** DOCUMENT TEXT follows **

4.8 Immunocomplex kinase assay
ICP10 kinase assays were as previously described (Luo and Aurelian 1992; Smith et al. 1996). Briefly, cell extracts in lysis buffer (20 mM Tris, pH 7.5, 150 mM NaCl, 1% NP-40 and protease and phosphatase inhibitor cocktails) were standardized for protein concentration and incubated with 10 µl of ICP10 antibody (1 hr, 4°C) and 100 µl of protein A-sepharose CL4B beads (50% v/v) (30 min, 4°C). The beads were washed (3×x) with RIPA buffer followed by TS buffer [20mM Tris-Hcl (pH 7.4), 0.15 M NaCl], resuspended in 50 µl kinase reaction buffer consisting of 10 µCi [32P]-ATP (0.1 µM, 3000 Ci/mmol, NEN), 5 mM MgCl2, 2 mM MnCl2, 20 mM Tris-HCl (pH 7.4), and incubated at 30°C for 30 min. Samples were washed in 20 mM Tris-HCl (pH 7.4) with 0.15 M NaCl and boiled for 5 min. after addition of 100 µl denaturing solution and proteins were resolved by SDS-PAGE.
4.9 Electrophysiology
OHC were placed in a recording chamber and perfused with extracellular saline containing (in mM) 137 NaCl, 2.8 KCl, 2 CaCl2, 1 MgCl2, 11.6 NaHCO3, 0.4 NaH2PO4, and 5.6 glucose at approximately 1 ml/min. Extracellular stimuli (−2 to −90 V for 100 µs) were delivered in the dentate gyrus using a 2 MΩ patch pipette filled with extracellular saline. Field EPSPs were recorded in stratum radiatum of area CA3 with an Axopatch 200B amplifier and Clampex 7 software (Axon Instruments). Evoked field potentials were elicited with pairs of stimuli at an interval of 65ms, repeated every 6s. Fifteen maximal amplitude responses were averaged in each culture.
ACKNOWLEDGEMENT
These studies were supported by NINDS, National Institutes of Health (NIH) public health service grant NS45169 to LA and NS40338 to SMT. MDG and JML were supported by grant ES07263 from NIEHS, NIH.

** End of DOCUMENT TEXT **

▸ **TASKS TO PERFORM**
1) Retype the methods text verbatim, from "ACKNOWLEDGEMENT" up to and including "from NIEHS, NIH.".
2) Answer these from the methods text:
(a) At what temperature and for how long were samples incubated in the kinase reaction buffer?
(b) At what interval were the paired stimuli delivered to elicit evoked field potentials?
(c) Which grant supported MDG and JML?

** RECORD EXTRACTS follows **

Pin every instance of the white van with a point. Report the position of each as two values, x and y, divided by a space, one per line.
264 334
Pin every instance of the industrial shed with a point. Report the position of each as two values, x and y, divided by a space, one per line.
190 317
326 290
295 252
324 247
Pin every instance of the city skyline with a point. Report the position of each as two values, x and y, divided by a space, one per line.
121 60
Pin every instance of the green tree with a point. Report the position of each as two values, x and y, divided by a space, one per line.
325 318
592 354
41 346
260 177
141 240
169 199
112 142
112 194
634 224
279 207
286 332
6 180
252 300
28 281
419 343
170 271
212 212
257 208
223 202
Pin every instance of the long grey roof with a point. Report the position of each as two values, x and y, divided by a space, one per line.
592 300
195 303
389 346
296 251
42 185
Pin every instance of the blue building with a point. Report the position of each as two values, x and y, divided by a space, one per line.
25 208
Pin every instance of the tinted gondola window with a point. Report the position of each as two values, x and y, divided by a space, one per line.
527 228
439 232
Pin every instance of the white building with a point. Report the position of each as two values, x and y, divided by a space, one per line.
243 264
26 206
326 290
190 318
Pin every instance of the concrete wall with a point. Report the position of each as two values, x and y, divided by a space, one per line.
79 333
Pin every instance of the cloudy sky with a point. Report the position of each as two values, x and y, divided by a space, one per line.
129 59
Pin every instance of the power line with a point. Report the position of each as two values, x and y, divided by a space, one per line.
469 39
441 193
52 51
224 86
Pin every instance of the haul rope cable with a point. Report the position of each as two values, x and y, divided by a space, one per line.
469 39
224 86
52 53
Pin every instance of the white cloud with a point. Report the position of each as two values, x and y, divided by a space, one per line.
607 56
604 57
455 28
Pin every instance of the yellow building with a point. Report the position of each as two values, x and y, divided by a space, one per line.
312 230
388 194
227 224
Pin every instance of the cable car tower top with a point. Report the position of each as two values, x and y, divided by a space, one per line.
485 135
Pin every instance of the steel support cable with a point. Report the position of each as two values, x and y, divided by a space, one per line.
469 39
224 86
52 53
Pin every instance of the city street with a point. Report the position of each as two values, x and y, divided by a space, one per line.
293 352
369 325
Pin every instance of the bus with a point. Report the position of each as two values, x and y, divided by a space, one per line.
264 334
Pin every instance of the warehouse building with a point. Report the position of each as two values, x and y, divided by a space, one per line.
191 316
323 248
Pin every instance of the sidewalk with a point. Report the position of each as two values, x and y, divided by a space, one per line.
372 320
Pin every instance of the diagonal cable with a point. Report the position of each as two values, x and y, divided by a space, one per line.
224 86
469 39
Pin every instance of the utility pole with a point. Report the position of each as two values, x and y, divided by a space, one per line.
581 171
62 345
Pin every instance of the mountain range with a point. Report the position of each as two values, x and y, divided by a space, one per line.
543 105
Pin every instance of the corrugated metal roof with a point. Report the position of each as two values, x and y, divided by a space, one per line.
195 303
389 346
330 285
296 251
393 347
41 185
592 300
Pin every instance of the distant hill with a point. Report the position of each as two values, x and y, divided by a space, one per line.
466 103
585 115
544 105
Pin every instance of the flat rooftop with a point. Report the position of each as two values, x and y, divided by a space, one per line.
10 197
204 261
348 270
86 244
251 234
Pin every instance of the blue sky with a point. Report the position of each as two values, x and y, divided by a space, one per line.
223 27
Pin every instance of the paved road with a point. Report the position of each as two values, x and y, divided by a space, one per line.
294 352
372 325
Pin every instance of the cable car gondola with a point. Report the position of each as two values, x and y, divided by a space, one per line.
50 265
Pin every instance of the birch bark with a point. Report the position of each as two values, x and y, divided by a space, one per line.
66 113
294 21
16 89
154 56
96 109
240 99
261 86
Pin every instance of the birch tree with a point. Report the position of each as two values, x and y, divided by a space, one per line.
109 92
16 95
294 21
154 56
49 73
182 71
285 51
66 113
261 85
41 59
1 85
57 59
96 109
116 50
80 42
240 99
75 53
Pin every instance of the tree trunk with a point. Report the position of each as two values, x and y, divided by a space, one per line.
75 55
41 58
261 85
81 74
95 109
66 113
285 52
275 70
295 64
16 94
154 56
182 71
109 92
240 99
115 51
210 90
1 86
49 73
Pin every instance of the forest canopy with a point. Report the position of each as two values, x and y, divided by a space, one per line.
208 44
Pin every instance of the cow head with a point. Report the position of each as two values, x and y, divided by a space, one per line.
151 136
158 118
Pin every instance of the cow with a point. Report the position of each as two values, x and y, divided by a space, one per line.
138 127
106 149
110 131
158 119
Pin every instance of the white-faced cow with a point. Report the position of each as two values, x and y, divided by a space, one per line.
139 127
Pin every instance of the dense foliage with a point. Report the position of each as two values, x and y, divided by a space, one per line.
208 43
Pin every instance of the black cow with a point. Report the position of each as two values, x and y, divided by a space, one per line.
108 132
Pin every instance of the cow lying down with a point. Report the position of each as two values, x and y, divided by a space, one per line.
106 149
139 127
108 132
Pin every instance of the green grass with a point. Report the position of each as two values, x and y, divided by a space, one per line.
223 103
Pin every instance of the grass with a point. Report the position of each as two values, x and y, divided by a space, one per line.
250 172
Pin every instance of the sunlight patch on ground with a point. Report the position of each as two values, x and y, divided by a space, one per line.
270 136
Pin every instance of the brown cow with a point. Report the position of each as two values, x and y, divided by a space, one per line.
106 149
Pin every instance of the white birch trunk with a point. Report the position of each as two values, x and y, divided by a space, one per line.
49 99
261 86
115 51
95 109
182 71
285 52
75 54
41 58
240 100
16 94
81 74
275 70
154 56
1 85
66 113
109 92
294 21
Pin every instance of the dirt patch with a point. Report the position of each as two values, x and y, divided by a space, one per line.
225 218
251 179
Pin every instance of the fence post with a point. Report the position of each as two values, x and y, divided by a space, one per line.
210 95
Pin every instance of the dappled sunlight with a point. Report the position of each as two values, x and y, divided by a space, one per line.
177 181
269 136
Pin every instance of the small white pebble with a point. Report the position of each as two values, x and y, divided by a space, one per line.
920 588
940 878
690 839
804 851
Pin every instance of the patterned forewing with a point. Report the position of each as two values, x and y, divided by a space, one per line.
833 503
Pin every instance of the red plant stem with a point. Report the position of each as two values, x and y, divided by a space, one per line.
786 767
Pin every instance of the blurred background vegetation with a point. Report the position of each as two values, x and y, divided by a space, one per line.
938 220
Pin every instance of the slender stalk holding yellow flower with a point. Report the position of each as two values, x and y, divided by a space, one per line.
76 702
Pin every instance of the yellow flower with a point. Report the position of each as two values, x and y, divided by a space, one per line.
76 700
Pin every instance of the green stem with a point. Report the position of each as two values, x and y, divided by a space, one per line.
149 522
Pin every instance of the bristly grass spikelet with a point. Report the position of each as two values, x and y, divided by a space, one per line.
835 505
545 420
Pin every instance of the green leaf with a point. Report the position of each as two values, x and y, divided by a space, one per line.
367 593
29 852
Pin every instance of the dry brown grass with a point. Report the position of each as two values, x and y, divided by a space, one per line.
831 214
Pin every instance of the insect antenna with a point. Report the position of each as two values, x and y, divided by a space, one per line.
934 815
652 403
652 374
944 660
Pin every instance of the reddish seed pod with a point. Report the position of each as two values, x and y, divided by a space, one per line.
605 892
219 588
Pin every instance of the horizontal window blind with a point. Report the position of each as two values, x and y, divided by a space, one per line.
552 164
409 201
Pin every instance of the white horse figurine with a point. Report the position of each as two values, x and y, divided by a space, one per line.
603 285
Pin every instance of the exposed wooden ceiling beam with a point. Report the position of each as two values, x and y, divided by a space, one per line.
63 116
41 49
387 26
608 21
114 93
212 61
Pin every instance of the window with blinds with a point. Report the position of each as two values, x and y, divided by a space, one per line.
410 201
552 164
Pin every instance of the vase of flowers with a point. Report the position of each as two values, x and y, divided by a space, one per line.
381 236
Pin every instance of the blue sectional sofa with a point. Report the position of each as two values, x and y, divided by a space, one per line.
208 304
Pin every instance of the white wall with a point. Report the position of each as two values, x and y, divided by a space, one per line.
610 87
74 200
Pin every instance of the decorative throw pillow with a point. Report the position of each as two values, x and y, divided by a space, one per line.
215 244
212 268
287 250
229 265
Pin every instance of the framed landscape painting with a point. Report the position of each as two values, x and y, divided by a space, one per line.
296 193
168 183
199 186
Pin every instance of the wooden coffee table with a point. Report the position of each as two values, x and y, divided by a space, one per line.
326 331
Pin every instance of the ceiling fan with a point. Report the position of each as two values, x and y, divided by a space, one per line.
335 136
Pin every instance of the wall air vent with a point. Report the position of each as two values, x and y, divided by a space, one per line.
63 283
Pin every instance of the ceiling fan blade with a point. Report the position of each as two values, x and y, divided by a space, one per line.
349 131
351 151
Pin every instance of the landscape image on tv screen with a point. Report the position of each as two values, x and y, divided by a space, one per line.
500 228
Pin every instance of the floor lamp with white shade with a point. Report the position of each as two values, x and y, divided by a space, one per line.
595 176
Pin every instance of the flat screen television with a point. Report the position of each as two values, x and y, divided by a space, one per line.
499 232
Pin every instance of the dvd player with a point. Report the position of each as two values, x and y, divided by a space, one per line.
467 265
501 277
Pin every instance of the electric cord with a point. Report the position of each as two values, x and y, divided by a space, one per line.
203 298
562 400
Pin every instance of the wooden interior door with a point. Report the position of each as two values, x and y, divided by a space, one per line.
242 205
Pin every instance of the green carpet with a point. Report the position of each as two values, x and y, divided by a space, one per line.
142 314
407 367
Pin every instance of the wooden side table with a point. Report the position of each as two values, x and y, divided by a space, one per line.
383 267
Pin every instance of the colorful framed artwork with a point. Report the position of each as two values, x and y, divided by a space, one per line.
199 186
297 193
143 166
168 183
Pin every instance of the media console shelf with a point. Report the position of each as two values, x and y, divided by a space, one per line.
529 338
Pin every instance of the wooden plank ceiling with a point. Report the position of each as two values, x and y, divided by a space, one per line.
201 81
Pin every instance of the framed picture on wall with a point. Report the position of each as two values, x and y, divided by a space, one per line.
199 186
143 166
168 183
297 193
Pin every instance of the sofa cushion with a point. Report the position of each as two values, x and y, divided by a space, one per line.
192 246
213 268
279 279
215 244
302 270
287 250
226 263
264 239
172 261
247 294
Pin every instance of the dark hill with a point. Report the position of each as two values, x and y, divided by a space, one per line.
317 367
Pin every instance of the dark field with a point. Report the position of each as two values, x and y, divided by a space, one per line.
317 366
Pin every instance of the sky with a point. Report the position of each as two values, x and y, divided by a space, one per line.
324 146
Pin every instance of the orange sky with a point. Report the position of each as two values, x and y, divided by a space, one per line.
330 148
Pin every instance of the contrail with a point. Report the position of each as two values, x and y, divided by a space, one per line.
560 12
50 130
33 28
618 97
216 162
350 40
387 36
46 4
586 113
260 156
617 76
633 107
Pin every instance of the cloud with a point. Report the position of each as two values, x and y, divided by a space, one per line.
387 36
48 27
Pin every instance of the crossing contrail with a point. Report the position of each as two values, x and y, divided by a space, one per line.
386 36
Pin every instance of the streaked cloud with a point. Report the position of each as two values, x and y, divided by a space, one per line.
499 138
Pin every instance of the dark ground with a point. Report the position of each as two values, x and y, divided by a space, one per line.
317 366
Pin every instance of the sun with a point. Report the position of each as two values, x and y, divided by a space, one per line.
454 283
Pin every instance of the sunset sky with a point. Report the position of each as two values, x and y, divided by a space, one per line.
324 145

** End of RECORD EXTRACTS **

▸ **WRITTEN ANSWERS**
1)
ACKNOWLEDGEMENT
These studies were supported by NINDS, National Institutes of Health (NIH) public health service grant NS45169 to LA and NS40338 to SMT. MDG and JML were supported by grant ES07263 from NIEHS, NIH.

2)
(a) At 30°C for 30 min.
(b) 65 ms.
(c) Grant ES07263 from NIEHS, NIH.